— Start Records to use —

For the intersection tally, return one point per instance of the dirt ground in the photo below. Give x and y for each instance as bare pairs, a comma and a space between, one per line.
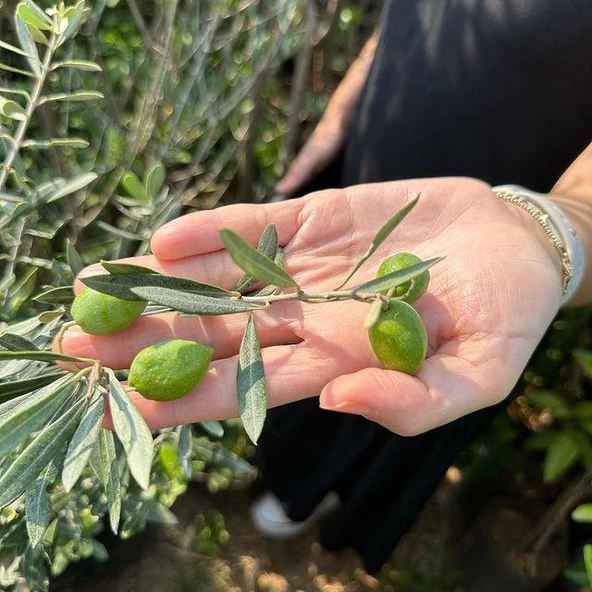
167, 559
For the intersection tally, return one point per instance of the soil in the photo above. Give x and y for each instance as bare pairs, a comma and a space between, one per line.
166, 559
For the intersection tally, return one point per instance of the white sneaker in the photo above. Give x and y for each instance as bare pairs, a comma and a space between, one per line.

— End Records to use —

Copy out each of the items above word for word, keeping every line as it stands. Leave out the pictures.

For the intersection tally, return one point per instance of the dirt ground in the photo below. Give x and y for each instance as bare pairs, a comma and a space between, one per line.
167, 559
For the intersection tally, return one point per instance of the soil in the photo above. Give x and y for each instance as bare pairs, a comma and a space between, one per line.
166, 559
For the intersection tally, return one point per instance of the white sneaker in the photo above. Give x and y for each instance as bare pairs, a comma and a space between, one per line.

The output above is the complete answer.